> [Your goal]: Could you carry on the personal blog page below, picking up right after its final sentence?

> [Page]:
Monday, September 26, 2011

"TBD" "Too Busy Disorder"

So blogger changed, and it tells you how many profile views you have had.  I have more than I thought I would, unless its my faithful Emma checking up on me. :) Anywho, moving right along...

For the last couple of days I have been thinking about the phrase "Im so busy, I don't/didn't have time..."  Now, for some people and on some days this phrase is 'legit' and true, however if there are any out there like me, somedays its just a conveinant excuse to use.  Not only to someone who wants to spend time with you, but especially when referenced to spending time with God.

This past week I taught a lesson to my group of high school girls about spending time in the word and building a relationship with our creator. I talked about how we are supposed to treat Him like He is a friend not just someone who dictates our life and occasionally sprinkles us with blessings.  I mentioned how we always make time for friends, Facebook, eating, social activities etc... yet at the end of the day when our devotions haven't been done we say "ugh sorry God I was too busy, I didn't have time to get to know you today and Im too tired to do it now."  Now, maybe Im the only one that uses this excuse, and in that case allow me to just talk to myself here.

When you (I) think about it, this really is the worst excuse ever, because if Jesus would have used this excuse when it came time for Him to be crucified, where would we be today?  He made the time to die for the sins He never committed.  So not only did He make time but He sacrificed His time for something He didn't have to do.  When I look at it this way, the guilt for not making at least 10 minutes for him overwhelms me.  The summer relationship that I was in this summer basically ended with "Im too busy, I don't have time for you"  If those words hurt me, Im positive that they hurt the one who created us.  Thank God where sin abounds, Grace super bounds.

Devotions are a drag you say?  Well, I heard once that you should do your devotions at a time that you are fully awake and can focus.  Its also a good idea to associate it with something you like.  So, you like coffee?  Sit down with a cup of java and dive into the word.  Love the outdoors?  Make sure your setting is outside, or close to a window that will allow you to observe the outdoors.  The more comfortable you make it the less of a 'drag' it will be.

Here are some questions you can ask yourself when studying the word.  This list was given to me, so I take no credit.

God, what will this change in my life?
How will it adjust my life?
How will I be different?
If this passage is true, how will is radically change my life?


So, are we really busy or are we out of focus?  Do we need to re-prioritize our daily tasks? Are you going to allow what you know needs to change to just stare at you in the face or are you going to attack it?

 I know what I need to do...I need to get back to my homework so that I can get to my devotions tonight.

:)





Sunday, August 28, 2011

We've got some growing up to do...

So this summer I was a fool and fell for the wrong person. I should have known that what was happening was too good to be true. I am trying to look at this experience and learn from it. I mostly look at it and think "You're an idiot."

> [Data provided]:
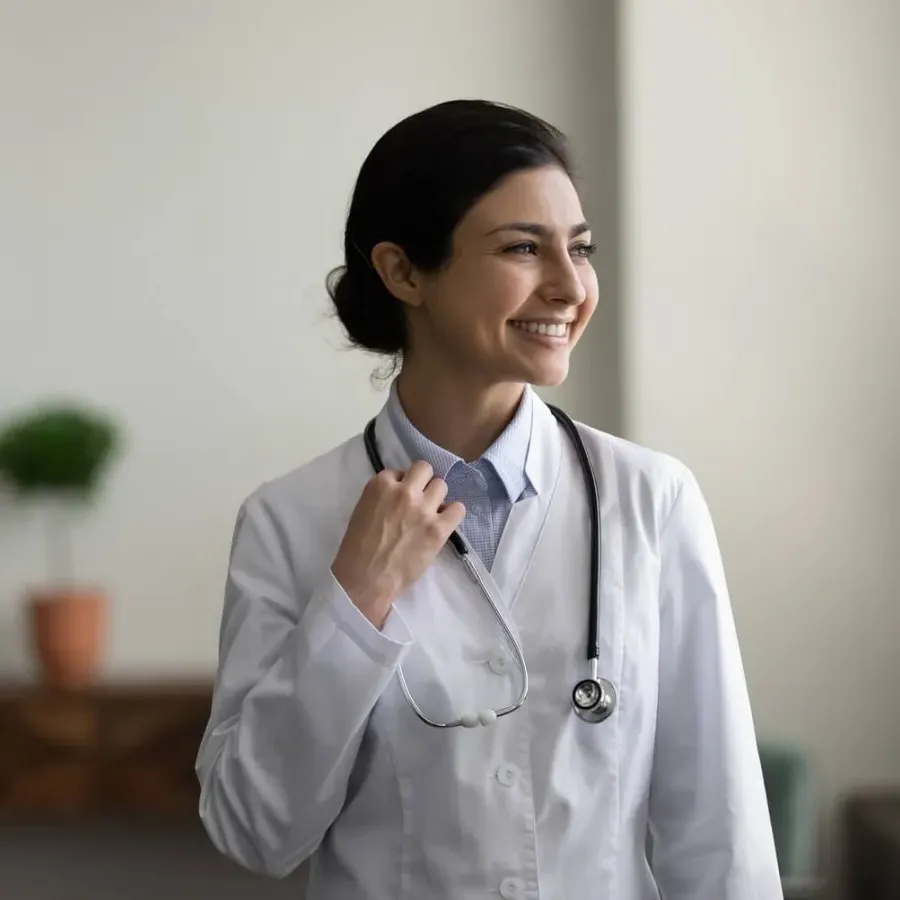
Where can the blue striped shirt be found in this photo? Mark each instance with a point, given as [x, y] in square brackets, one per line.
[487, 487]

> [Result]:
God has taught me a lot through it all. I learned a lot about myself and that you can't trust everyone you know. I tend to give everyone the benefit of the doubt which is not always a bad thing. I guess I just need to adjust my filter for it.

He has also held my hand through it all even though most of the time I tried to drop that hand. Remember those times as a child when your parents wanted you to stay with them but you were convinced that you would be ok not holding their hand? You would try to wriggle out of their hand and their grip just got tighter. Sometimes they decided that they would teach you a lesson and let you go, still keeping a close eye on you. You'd walk away in your short stature and turn around with pride to show them "see I can do this all by my...oh wait where did they go?!" They were always there just not in sight of little you, enough to make you turn around and seek them out. I kinda feel like that was how my summer was. I was caught up in pride and kept walking my "I got it all, and my life is in control" walk and then all the sudden I took that glimpse and realized that I had left God on the back burner and wasn't walking in His footsteps.

This lesson hurt, literally I can sit here and think about it and my stomach will get sick but I know that God has a plan and I just need to get my butt on track and listen to His still small voice. Will I fail at following this constantly? Oh yea...this is going to be hard, but I know that this is something that I need to get on track.

I think one of my issues is that I am mad at God. I expected all my life to be married by now or darn close to it and here I am...still single. I know that now days everyone gets married older and there is more maturity when you're older, but when you spend your life expecting something its kind of disappointing when that dream isn't fulfilled. I know that Gods timing is perfect...this is just me complaining about it. I shouldn't be complaining though. He has proved himself to me in so many ways and through so many people. Little blessings or random encouragements just make me look up and say "You know what you're doing help me to follow your lead."

Hows that for a total rabbit trailed post?

“Do not call to mind the former things,
Or ponder things of the past.
Behold, I will do something new,
Now it will spring forth;
Will you not be aware of it?
I will even make a roadway in the wilderness,
Rivers in the desert."
~Isaiah 43:18-19

"Call to Me and I will answer you, and I will tell you great and mighty things, which you do not know." Jeremiah 33:3

http://www.youtube.com/watch?v=mx8ViFhn6Gg


Monday, August 8, 2011

My Darling Cousin...



So I made a whirlwind surprise visit to my darling cousin who is ever so forgiving! :)


Friday, June 24, 2011

stuck between a rock and a hard place.

Life has been so crazy weird and I sometimes just dont know how to handle whats being thrown at me. My spiritual life has been spiraling downward and I know that is a huge reason why my decision making is cloudy. I know that I need to stick closer so that He can guide me.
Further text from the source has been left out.